### [Extrait du texte]
##########
Les blocs fasciculaires peuvent être isolés ou concomitants avec un bloc de branche droit. L’hémibloc antérieur gauche isolé (bloc fasciculaire antérieur gauche) est fréquent, tandis que l’hémibloc postérieur gauche isolé (bloc fasciculaire postérieur gauche) est très rare.
Contrairement aux blocs de branche, les blocs fasciculaires ne provoquent qu’une légère prolongation de la durée du QRS. La durée du QRS n’atteint cependant pas ≥0,12 secondes. Ainsi, la durée du QRS dans les blocs fasciculaires est toujours de <0,12 s à moins qu’il n’y ait un bloc de branche concomitant.
Bloc bifasciculaire
Comme mentionné ci-dessus, un bloc fasciculaire peut être accompagné d’un bloc de branche droit. Cette combinaison est appelée bloc bifasciculaire. Le bloc bifasciculaire le plus courant est le bloc de branche droit et le bloc fasciculaire antérieur gauche (RBBB + LAFB). Le bloc de branche gauche avec un bloc fasciculaire postérieur gauche simultané (RBBB + LPFB) est peu fréquent. Le bloc simultané dans les deux fascicules (LPFB + LAFB) est égal au bloc de branche gauche (LBBB).
##########
### [Données étudiées]

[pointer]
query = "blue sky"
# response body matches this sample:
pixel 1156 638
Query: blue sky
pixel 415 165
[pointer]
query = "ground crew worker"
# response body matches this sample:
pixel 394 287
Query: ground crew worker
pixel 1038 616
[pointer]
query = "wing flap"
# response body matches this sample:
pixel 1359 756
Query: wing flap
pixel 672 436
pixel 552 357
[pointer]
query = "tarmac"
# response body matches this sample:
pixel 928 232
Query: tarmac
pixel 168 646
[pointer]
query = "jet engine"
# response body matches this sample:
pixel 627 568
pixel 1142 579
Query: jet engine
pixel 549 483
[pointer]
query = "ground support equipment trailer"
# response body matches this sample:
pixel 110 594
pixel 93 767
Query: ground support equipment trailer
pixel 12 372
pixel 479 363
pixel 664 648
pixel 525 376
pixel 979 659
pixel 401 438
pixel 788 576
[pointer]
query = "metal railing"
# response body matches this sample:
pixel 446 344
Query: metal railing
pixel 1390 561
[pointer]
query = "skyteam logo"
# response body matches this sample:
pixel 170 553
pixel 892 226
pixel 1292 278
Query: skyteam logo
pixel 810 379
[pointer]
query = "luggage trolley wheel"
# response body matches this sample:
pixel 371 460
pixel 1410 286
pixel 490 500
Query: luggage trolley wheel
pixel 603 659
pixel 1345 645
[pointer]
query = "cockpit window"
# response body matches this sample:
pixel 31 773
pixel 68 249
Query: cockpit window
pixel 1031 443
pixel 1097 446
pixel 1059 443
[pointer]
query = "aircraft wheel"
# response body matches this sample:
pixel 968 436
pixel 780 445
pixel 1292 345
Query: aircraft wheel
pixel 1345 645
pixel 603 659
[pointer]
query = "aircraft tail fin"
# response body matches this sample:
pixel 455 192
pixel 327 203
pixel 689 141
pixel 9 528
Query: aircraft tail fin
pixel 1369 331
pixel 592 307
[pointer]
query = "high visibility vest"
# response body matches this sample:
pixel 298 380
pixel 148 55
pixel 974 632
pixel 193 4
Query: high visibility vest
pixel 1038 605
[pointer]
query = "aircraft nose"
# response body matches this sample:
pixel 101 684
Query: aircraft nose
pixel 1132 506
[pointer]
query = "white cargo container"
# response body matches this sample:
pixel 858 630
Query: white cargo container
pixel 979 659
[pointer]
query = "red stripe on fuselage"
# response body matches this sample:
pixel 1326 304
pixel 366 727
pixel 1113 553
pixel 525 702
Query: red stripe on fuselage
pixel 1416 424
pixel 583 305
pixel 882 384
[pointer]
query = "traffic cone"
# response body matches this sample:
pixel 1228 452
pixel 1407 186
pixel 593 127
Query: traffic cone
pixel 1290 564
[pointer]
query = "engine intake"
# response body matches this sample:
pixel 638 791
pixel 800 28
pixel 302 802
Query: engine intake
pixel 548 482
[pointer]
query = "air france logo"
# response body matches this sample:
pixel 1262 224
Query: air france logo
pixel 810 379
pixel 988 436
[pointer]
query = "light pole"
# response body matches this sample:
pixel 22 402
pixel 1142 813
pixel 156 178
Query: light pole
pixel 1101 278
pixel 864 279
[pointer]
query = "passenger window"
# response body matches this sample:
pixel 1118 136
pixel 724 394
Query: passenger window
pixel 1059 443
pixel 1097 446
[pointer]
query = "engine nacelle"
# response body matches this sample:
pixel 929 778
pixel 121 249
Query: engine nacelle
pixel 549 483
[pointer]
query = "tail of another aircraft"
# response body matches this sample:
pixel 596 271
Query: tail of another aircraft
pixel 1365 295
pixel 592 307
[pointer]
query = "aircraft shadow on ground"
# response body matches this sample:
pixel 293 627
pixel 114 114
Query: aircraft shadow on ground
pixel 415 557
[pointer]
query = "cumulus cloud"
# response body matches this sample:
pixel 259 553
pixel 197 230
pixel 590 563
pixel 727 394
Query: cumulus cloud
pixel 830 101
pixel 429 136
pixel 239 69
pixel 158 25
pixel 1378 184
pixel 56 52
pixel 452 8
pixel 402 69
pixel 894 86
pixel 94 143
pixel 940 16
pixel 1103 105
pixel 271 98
##########
### [Consigne 1]
Pour chacune des affirmations (a), (b) et (c), indiquez si elle est conforme à l'extrait sur les blocs fasciculaires, puis citez mot pour mot les termes de l'extrait qui le montrent. (a) L'hémibloc postérieur gauche isolé est fréquent. (b) Sans bloc de branche concomitant, la durée du QRS dans un bloc fasciculaire reste inférieure à 0,12 s. (c) Un bloc touchant simultanément les deux fascicules équivaut à un bloc de branche gauche.
### [Consigne 2]
Recopiez sans rien changer le passage de l'extrait sur les blocs fasciculaires qui commence par « Contrairement aux blocs » et se poursuit jusqu'à « branche gauche (LBBB). ».

### [Réponse rédigée 1]
(a) Non : « tandis que l’hémibloc postérieur gauche isolé (bloc fasciculaire postérieur gauche) est très rare. »
(b) Oui : « Ainsi, la durée du QRS dans les blocs fasciculaires est toujours de <0,12 s à moins qu’il n’y ait un bloc de branche concomitant. »
(c) Oui : « Le bloc simultané dans les deux fascicules (LPFB + LAFB) est égal au bloc de branche gauche (LBBB). »

### [Réponse rédigée 2]
Contrairement aux blocs de branche, les blocs fasciculaires ne provoquent qu’une légère prolongation de la durée du QRS. La durée du QRS n’atteint cependant pas ≥0,12 secondes. Ainsi, la durée du QRS dans les blocs fasciculaires est toujours de <0,12 s à moins qu’il n’y ait un bloc de branche concomitant.
Bloc bifasciculaire
Comme mentionné ci-dessus, un bloc fasciculaire peut être accompagné d’un bloc de branche droit. Cette combinaison est appelée bloc bifasciculaire. Le bloc bifasciculaire le plus courant est le bloc de branche droit et le bloc fasciculaire antérieur gauche (RBBB + LAFB). Le bloc de branche gauche avec un bloc fasciculaire postérieur gauche simultané (RBBB + LPFB) est peu fréquent. Le bloc simultané dans les deux fascicules (LPFB + LAFB) est égal au bloc de branche gauche (LBBB).